**SUPPLIED TEXT**
---
- Born: June 1956
- Died: June 2003 (aged 46–47)
- Spouse: Pinky Petunia Letsosa
- Father: Walter Sisulu

= Samuel Sisulu =

South African anti-apartheid activist (1956–2003)

Samuel Sisulu (June 1956 - June 2003) was a South African anti-apartheid activist, Soweto uprising student leader and founder of South African Freedom Organisation (SAFO). He was jailed at various prisons including Robben Island in 1978, two years after the 1976 Soweto uprising. Samuel Sisulu was charged under the Terrorism Act. Reported in WIP 3. He was mentioned in the indictment of Paul Langa and found guilty of founding SAFO, attempting to cripple the economy of the country by bombing the apartheid government, inciting persons to persuade taxi drivers not to transport workers to place of work, aid strikes, unlawfully aid students in their fight against Bantu education and was also found guilty of recruiting people for military training.

Whilst in Robben Island, Samuel shared prison cells with his adopted father Walter Sisulu and Ahmed Kathrada (who became his daughter's godfather). Samuel Sisulu was later released from Robben Island in 1983, after serving 5 years. He married Pinky Pertunia Letsosa and continued to aid students and provide military training. Sisulu became instrumental in the 1994 election. He became a teacher and served under the new government.
---
**EXCERPTED RECORDS**
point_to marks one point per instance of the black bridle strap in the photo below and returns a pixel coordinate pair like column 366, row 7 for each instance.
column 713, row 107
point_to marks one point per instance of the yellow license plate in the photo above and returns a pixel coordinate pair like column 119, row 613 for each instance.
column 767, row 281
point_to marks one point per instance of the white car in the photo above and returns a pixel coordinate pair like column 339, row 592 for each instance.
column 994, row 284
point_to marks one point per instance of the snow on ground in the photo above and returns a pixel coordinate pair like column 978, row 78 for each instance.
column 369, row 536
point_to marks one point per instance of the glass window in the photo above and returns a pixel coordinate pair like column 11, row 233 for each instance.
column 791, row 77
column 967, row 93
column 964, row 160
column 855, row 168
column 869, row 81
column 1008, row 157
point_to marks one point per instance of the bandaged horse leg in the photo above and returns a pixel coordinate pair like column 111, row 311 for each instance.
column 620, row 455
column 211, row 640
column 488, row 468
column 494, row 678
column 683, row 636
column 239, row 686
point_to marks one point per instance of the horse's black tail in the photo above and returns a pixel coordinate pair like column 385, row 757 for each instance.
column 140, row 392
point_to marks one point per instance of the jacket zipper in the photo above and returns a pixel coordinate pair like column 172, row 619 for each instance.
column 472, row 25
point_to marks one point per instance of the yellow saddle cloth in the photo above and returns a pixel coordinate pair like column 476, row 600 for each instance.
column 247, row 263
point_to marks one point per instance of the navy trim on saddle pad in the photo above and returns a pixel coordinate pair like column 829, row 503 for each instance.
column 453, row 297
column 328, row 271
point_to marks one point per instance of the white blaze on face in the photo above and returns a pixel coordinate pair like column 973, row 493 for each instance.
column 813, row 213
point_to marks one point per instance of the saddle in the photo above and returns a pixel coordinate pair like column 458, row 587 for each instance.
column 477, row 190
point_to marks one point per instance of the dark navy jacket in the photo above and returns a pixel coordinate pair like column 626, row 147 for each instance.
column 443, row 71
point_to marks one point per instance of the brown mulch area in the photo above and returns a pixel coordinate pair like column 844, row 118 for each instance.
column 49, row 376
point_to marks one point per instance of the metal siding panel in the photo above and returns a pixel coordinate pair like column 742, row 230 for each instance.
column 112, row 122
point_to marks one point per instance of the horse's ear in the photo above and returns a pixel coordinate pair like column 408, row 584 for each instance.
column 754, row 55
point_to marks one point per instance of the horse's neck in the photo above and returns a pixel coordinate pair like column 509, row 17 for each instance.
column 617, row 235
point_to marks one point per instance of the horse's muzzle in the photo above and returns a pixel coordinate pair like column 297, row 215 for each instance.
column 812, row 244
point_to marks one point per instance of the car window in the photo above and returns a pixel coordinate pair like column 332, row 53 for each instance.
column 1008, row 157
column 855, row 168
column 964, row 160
---
**ASSIGNMENT**
Reproduce, word for word, everything in the Samuel Sisulu biography from "- Spouse: Pinky" down to "for military training.".

**SOLUTION FOR THIS EXERCISE**
- Spouse: Pinky Petunia Letsosa
- Father: Walter Sisulu

= Samuel Sisulu =

South African anti-apartheid activist (1956–2003)

Samuel Sisulu (June 1956 - June 2003) was a South African anti-apartheid activist, Soweto uprising student leader and founder of South African Freedom Organisation (SAFO). He was jailed at various prisons including Robben Island in 1978, two years after the 1976 Soweto uprising. Samuel Sisulu was charged under the Terrorism Act. Reported in WIP 3. He was mentioned in the indictment of Paul Langa and found guilty of founding SAFO, attempting to cripple the economy of the country by bombing the apartheid government, inciting persons to persuade taxi drivers not to transport workers to place of work, aid strikes, unlawfully aid students in their fight against Bantu education and was also found guilty of recruiting people for military training.